##### DATA

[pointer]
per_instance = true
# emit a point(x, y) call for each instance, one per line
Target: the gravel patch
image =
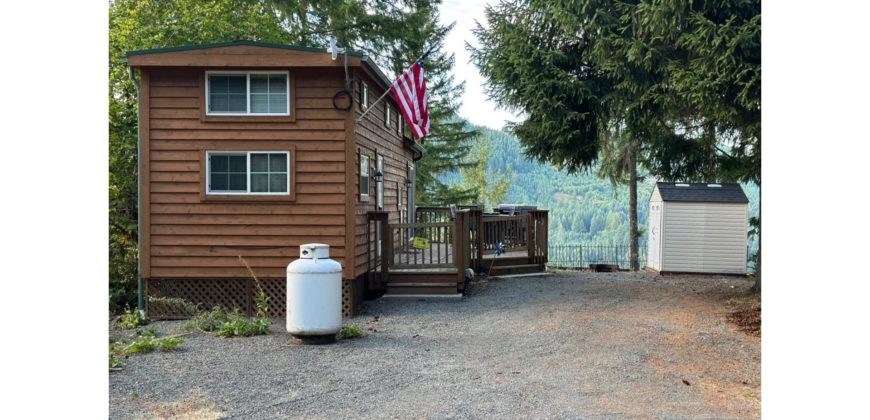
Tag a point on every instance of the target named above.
point(569, 345)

##########

Can you reproduce every one of the rows above, character for character, while leaving the pictures out?

[pointer]
per_instance = true
# emit a point(x, y) call for each instance, one per line
Target: the gravel patch
image =
Tag a point on every instance of the target named above.
point(569, 345)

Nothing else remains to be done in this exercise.